* Task prompt *
Copy the rows from the line containing "Where can you spot the snow slope?" through the end of the rows, requests included, and raise every coordinate in the answers by 79. Give only those lines.

### Listed entries

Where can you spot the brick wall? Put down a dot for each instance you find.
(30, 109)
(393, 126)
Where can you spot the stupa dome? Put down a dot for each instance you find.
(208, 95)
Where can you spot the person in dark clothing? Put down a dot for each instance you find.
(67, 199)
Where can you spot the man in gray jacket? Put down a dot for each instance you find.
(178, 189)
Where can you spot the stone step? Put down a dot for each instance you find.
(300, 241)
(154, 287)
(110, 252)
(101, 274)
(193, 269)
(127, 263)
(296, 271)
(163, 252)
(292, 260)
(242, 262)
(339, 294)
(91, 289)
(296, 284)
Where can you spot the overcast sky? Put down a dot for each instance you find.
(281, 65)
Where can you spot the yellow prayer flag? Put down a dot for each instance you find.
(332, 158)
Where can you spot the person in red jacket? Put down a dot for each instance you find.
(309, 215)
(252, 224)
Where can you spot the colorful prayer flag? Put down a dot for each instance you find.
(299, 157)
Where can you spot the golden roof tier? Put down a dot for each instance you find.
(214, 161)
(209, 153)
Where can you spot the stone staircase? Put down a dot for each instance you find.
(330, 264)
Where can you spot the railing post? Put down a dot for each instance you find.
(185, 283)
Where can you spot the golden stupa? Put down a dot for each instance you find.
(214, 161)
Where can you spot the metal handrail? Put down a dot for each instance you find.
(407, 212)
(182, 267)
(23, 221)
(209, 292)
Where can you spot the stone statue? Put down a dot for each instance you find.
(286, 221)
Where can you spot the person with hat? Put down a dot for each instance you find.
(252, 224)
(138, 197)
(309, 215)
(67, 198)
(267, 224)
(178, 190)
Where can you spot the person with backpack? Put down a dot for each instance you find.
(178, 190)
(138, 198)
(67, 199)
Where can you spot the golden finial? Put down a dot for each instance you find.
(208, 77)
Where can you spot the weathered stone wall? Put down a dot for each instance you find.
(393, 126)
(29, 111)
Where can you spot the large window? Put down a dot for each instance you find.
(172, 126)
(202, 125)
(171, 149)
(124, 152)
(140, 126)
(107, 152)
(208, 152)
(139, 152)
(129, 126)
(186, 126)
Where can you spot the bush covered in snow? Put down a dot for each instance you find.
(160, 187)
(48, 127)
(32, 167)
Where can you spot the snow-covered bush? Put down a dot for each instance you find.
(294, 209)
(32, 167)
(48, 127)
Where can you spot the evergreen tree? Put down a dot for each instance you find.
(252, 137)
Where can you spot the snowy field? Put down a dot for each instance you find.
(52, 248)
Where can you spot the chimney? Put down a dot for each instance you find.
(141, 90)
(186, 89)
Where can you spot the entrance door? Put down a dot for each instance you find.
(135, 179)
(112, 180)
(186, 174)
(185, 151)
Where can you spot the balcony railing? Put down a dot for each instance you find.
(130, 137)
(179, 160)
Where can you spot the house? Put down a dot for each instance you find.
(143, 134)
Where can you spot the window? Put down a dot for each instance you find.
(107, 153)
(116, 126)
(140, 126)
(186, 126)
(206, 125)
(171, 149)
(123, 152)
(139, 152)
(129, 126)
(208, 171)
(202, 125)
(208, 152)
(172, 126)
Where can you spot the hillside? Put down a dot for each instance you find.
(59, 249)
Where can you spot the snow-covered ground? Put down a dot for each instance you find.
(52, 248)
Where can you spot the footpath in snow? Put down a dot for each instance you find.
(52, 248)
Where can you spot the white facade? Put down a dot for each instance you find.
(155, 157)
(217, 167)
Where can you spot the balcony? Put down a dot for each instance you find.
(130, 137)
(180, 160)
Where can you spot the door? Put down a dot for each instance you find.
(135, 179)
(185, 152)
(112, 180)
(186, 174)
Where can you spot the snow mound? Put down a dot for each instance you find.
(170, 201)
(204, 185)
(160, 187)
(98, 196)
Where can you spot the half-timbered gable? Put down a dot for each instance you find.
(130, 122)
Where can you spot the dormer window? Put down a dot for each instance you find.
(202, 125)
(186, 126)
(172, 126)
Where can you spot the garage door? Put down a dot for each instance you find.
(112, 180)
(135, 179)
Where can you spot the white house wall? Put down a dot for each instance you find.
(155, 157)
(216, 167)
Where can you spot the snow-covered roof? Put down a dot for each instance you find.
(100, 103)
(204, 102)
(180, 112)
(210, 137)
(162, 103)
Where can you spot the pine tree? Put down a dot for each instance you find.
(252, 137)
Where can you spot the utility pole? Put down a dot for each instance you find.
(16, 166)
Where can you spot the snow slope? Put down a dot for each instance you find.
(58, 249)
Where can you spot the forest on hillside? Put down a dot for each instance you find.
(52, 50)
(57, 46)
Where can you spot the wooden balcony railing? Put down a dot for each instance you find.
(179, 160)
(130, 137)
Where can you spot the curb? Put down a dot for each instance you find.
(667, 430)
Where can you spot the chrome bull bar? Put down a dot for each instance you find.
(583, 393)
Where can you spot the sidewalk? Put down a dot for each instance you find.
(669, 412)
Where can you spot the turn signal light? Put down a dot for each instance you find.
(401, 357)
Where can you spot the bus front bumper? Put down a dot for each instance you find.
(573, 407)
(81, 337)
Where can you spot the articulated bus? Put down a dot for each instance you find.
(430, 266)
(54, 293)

######

* Expected output *
Where can you spot the snow slope? Put down a dot for each instance you find.
(137, 328)
Where can you spot the forest on hillside? Put down a dot for each instance you find.
(131, 129)
(136, 125)
Where can you spot the wooden balcony railing? Put down a dot for each instance you find.
(258, 239)
(209, 216)
Where can you spot the curb? Put down a dot for each instance you find.
(746, 509)
Where can you spot the chrome bull bar? Put down a dot for each instance you find.
(662, 472)
Where can you spot the sidewalk? Put down a dot for each instance you find.
(748, 491)
Where can you spot the turn signal light? Put down a dot for each instance you find.
(480, 436)
Where can you spot the bus front bumper? Put down a dot for each instance you find.
(652, 486)
(160, 416)
Where can you spot the articulated bus? Put down a dot for each instance you find.
(509, 345)
(133, 372)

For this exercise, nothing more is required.